::: INFORMATION SHOWN

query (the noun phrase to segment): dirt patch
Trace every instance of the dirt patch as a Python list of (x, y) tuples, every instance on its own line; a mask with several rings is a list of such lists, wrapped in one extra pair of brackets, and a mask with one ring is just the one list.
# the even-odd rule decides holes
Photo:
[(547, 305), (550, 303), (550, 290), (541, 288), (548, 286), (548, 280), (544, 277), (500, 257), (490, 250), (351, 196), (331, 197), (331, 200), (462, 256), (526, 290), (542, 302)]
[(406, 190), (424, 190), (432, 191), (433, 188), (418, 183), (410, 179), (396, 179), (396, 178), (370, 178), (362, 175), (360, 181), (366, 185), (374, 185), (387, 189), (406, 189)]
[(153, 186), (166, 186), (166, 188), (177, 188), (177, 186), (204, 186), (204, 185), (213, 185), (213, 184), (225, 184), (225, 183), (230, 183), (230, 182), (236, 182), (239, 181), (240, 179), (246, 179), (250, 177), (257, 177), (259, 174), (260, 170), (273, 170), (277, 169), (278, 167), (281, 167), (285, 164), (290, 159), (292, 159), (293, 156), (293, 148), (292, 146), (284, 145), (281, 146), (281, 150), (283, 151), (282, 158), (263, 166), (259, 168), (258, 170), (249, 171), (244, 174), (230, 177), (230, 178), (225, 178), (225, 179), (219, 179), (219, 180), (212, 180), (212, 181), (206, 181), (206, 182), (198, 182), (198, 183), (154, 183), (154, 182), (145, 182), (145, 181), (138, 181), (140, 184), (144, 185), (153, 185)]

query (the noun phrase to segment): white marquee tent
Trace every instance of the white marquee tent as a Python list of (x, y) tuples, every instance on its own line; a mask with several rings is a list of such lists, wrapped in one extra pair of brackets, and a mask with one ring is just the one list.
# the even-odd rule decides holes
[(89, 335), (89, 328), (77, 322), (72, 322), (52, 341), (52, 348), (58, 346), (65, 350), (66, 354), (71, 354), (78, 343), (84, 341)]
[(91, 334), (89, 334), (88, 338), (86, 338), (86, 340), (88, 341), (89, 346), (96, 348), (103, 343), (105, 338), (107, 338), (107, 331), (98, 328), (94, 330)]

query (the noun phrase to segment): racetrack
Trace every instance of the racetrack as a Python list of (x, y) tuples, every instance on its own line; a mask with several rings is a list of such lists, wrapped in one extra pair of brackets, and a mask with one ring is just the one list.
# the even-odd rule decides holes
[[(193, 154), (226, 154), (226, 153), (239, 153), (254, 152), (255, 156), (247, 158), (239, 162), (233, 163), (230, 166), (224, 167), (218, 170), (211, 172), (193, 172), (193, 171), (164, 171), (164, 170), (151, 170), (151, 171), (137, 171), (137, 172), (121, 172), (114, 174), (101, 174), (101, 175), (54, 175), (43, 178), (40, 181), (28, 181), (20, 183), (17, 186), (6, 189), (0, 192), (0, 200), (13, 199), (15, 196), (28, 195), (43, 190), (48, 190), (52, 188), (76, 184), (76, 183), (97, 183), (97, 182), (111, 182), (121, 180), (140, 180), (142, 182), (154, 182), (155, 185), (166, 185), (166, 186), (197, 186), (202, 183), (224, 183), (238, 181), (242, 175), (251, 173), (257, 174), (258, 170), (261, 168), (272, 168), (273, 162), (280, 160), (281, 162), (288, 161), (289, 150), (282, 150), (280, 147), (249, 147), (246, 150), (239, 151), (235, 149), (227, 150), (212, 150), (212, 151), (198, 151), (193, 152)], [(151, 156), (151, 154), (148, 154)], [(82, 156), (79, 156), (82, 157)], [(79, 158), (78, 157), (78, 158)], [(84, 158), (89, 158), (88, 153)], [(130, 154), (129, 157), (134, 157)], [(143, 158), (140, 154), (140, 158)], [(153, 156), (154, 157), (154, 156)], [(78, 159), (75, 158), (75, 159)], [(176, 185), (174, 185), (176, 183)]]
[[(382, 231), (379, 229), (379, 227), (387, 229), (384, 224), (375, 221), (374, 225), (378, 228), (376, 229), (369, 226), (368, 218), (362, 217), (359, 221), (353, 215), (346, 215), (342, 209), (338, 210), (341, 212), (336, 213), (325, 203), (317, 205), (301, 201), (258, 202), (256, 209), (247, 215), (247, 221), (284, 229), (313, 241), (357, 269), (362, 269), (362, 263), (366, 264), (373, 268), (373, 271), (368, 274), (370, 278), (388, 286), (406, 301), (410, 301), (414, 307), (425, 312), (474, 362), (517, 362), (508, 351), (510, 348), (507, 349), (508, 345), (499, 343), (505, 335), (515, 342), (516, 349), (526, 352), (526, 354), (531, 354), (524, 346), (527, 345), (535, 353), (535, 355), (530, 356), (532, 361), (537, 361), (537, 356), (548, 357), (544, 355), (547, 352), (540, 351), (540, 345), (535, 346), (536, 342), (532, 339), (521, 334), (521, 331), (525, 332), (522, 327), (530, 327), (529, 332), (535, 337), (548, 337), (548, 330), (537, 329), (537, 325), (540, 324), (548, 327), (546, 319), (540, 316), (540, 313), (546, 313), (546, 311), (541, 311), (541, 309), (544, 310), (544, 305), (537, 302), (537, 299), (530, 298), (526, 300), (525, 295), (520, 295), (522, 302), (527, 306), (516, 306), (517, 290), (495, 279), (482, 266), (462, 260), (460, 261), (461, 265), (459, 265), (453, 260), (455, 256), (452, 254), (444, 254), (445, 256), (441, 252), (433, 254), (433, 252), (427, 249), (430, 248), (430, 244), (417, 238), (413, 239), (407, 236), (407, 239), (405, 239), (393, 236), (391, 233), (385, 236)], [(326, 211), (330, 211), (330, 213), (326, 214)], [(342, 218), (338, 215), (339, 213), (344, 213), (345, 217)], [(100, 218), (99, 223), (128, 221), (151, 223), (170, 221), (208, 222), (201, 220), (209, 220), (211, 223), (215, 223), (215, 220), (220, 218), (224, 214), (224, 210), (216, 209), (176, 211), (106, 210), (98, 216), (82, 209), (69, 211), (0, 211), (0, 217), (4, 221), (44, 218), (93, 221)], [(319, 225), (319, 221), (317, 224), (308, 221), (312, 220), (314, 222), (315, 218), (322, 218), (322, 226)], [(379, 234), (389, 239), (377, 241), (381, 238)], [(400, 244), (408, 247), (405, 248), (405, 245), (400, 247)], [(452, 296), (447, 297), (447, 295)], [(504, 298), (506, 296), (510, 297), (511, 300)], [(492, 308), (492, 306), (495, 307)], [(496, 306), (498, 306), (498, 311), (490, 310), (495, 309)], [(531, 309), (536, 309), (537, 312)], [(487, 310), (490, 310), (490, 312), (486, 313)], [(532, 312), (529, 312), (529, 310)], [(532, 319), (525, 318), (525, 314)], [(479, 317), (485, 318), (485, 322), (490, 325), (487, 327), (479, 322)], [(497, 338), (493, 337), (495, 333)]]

::::::

= REQUIREMENT =
Take the rows from the line that has "query (the noun phrase to segment): white" through the line that has "328), (94, 330)]", and write only those lines again with "marquee" replaced by "canopy" and nothing else changed.

= SOLUTION TO THIS TASK =
query (the noun phrase to segment): white canopy tent
Trace every instance of the white canopy tent as a Python list of (x, y) tuples, every instance on its own line; a mask with several rings is a list of such lists, wrapped in one extra pair of brackets, and a mask with one ring is just the one list.
# the even-odd rule decides holes
[(89, 335), (89, 328), (77, 322), (72, 322), (52, 341), (52, 348), (58, 346), (65, 350), (66, 354), (71, 354), (78, 343), (84, 341)]
[(91, 334), (89, 334), (88, 338), (86, 338), (86, 340), (88, 341), (89, 346), (96, 348), (103, 343), (105, 338), (107, 338), (107, 331), (98, 328), (94, 330)]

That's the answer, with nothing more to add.